Exercise: Copy each of the following items word for word, without changing anything.

Given entries:

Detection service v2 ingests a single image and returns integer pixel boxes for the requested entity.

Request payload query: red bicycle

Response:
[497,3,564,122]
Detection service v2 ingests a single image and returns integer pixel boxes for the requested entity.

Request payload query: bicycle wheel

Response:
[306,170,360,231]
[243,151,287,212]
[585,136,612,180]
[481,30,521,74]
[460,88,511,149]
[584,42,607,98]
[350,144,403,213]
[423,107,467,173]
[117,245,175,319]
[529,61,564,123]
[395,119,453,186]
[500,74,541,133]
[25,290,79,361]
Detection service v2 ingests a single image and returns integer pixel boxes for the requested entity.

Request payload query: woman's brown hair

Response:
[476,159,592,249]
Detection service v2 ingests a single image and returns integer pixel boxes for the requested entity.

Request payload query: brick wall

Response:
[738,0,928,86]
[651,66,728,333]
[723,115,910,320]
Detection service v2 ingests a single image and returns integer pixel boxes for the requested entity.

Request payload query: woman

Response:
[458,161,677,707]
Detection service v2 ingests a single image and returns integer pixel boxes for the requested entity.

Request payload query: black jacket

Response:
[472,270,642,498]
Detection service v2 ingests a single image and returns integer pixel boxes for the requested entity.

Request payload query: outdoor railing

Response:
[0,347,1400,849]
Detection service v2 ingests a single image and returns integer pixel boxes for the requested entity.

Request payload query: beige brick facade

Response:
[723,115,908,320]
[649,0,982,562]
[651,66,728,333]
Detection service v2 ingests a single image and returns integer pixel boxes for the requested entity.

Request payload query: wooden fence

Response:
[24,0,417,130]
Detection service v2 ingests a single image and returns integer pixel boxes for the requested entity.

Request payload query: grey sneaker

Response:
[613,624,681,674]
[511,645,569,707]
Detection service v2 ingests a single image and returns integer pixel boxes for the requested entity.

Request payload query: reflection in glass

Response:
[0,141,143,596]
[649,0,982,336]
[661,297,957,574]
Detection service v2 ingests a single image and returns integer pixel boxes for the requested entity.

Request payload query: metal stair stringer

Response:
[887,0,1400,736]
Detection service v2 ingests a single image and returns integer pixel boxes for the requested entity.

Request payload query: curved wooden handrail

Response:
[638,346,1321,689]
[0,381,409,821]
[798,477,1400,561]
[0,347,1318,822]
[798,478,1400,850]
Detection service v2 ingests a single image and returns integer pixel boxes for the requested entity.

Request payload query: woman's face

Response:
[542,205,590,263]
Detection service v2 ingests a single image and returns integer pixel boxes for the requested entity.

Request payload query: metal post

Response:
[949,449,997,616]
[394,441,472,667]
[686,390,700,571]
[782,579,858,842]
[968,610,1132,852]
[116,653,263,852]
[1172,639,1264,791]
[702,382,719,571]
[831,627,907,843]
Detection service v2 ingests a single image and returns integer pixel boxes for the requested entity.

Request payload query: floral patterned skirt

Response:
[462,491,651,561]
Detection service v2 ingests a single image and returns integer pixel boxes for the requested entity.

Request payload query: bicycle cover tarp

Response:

Expected answer:
Detection service v2 ingests a single image and returns integer pixel boxes for the requested entity.

Request payload query: red bicycle

Response:
[497,3,564,122]
Detection service v2 ingests a single image and returns integer pixel boxes for the requested entity.

Request payload query: bicycle wheel

Response:
[306,170,360,231]
[243,151,287,212]
[585,136,612,180]
[481,30,521,74]
[460,88,511,149]
[584,42,607,98]
[350,144,403,213]
[423,107,467,173]
[117,245,175,319]
[529,61,564,123]
[395,119,453,186]
[500,74,541,133]
[25,290,79,361]
Detection service v2 ingests a single image and returns integer pixel boxes for the requested entity.

Request payload query: woman's brown hair

Response:
[476,159,592,249]
Detection service v2 ingests a single image and returns integer pixel boxes for the requested entity.

Request payload query: brick wall

Response:
[738,0,928,86]
[651,66,728,333]
[723,115,910,320]
Detection service v2 ingests a single image and returns integer pixel boxes for the requested entity.

Request payload query: woman

Response:
[458,161,677,707]
Detection service v2 ingests a single image and returns integer pixel boxes for the requested entity.

Request payload query: black jacket

Response:
[472,270,642,498]
Detection service v2 ingests a single image and returns integer pixel boxes for the requested entity.

Request payload query: outdoor railing

Response:
[0,347,1400,849]
Detection service v2 ingests a single image and returns integer pixel boxes for the requested entity.

Request payload query: beige brick facade

Response:
[723,115,908,320]
[649,0,982,562]
[651,66,728,333]
Detection service v2 ingests a single image and returns integer pixel boxes for the requested entity.

Request payload query: wooden fence

Response:
[24,0,417,130]
Detection service v2 ingests a single image and returns integer pixel boxes for the requested entity.

Request payload query: grey sneaker

Response:
[613,624,681,674]
[511,645,569,707]
Detection service v2 ingests a single image and returns integer pixel boxes for the requested entity.

Request payload query: reflection in glass

Response:
[0,141,143,596]
[649,0,982,336]
[661,297,957,574]
Detection service v2 ingests a single image and returns integer pixel boxes for the requested entity.

Request payload query: metal stair stringer

Response:
[887,0,1400,736]
Detection service v2 ingests a single image and returns integer pixel boxes for the requested entity.

Request payload query: curved wooden handrail

Response:
[638,346,1321,689]
[0,381,409,821]
[798,477,1400,561]
[0,347,1318,822]
[798,478,1400,850]
Detection service v2 ingests a single image and returns integer pixel boxes for the requested entity.

Request payload query: woman's face

Response:
[542,205,590,263]
Detection service v2 ingests a single image and returns integer pixel boxes for the requested entity.

Request payload query: metal post

Response:
[949,449,997,616]
[394,441,472,667]
[686,390,700,571]
[782,579,858,842]
[968,610,1132,852]
[116,653,263,852]
[1172,639,1264,791]
[702,382,719,571]
[831,627,907,843]
Detection service v2 ingests a single image and returns integer pixel boxes for the requested entity.

Request payload query: floral patterned skirt

Response:
[462,491,651,561]
Detection service v2 ingests a single image and returns integer pixel boxes for the requested entity.

Request payload query: bicycle cover tarp

Response:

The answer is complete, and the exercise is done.